--- Отрывок документа ---
В итоге Геббельс отдал распоряжение, что к весне 1941 года в репертуаре немецких радиостанций надо было провести радикальные перемены, в том числе передавать «больше ритмичной танцевальной музыки». Впрочем, подобный приказ не мешал Геббельсу в частных беседах и на публике выказывать свое отвращение к «музыке с искаженным ритмом», равно как и к «музыке с аритмичной мелодией». Буквально за неделю до начала военной агрессии против СССР Геббельс в своей статье, опубликованной на первых страницах газеты-журнала «Рейх», открыто заявил, что вкусы солдат вермахта не должны иметь приоритета перед музыкальными пристрастиями гражданского населения. Одновременно с этим он заявлял: «Во время войны нам нужен народ, который сохраняет хорошее настроение». В тот момент Геббельс почти провидчески предполагал, что на немецком радио нельзя был оставлять старых сотрудников. Большинство из них было в свое время подобрано неотесанным Хадамовским и посредственным во всех отношениях директором Кёльнского радио Генрихом Гласмайером. Ни тот, ни другой не имели в своем багаже никаких свежих идей. Не рискуя поручать новое дело непрофессионалам, Геббельс решил привлечь на свою сторону молодых специалистов, которые разбирались в музыке, были готовы усердно работать, а самое главное (что на первый взгляд покажется странным), не были догматичными национал-социалистами. Более того, Геббельс высказал мнение что эти специалисты вообще могли не состоять в национал-социалистической партии или в одном из ее подразделений, при этом они никак не должны были быть связанными со «старыми борцами движения», которые привели Гитлера к власти.
--- Набор данных ---
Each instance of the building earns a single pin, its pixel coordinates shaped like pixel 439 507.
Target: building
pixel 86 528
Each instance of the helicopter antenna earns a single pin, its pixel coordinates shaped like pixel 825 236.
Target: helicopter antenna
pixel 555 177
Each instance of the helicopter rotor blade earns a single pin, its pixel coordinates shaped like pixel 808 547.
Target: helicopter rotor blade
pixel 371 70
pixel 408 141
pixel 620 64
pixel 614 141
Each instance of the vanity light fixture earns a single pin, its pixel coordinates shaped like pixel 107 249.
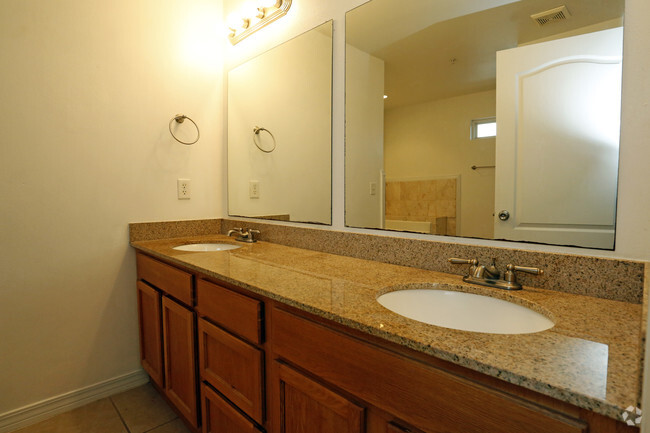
---
Задание
Можете слово в слово воспроизвести весь отрывок о Геббельсе и музыке на немецком радио? Эти данные здесь не понадобятся.

Ответ
В итоге Геббельс отдал распоряжение, что к весне 1941 года в репертуаре немецких радиостанций надо было провести радикальные перемены, в том числе передавать «больше ритмичной танцевальной музыки». Впрочем, подобный приказ не мешал Геббельсу в частных беседах и на публике выказывать свое отвращение к «музыке с искаженным ритмом», равно как и к «музыке с аритмичной мелодией». Буквально за неделю до начала военной агрессии против СССР Геббельс в своей статье, опубликованной на первых страницах газеты-журнала «Рейх», открыто заявил, что вкусы солдат вермахта не должны иметь приоритета перед музыкальными пристрастиями гражданского населения. Одновременно с этим он заявлял: «Во время войны нам нужен народ, который сохраняет хорошее настроение». В тот момент Геббельс почти провидчески предполагал, что на немецком радио нельзя был оставлять старых сотрудников. Большинство из них было в свое время подобрано неотесанным Хадамовским и посредственным во всех отношениях директором Кёльнского радио Генрихом Гласмайером. Ни тот, ни другой не имели в своем багаже никаких свежих идей. Не рискуя поручать новое дело непрофессионалам, Геббельс решил привлечь на свою сторону молодых специалистов, которые разбирались в музыке, были готовы усердно работать, а самое главное (что на первый взгляд покажется странным), не были догматичными национал-социалистами. Более того, Геббельс высказал мнение что эти специалисты вообще могли не состоять в национал-социалистической партии или в одном из ее подразделений, при этом они никак не должны были быть связанными со «старыми борцами движения», которые привели Гитлера к власти.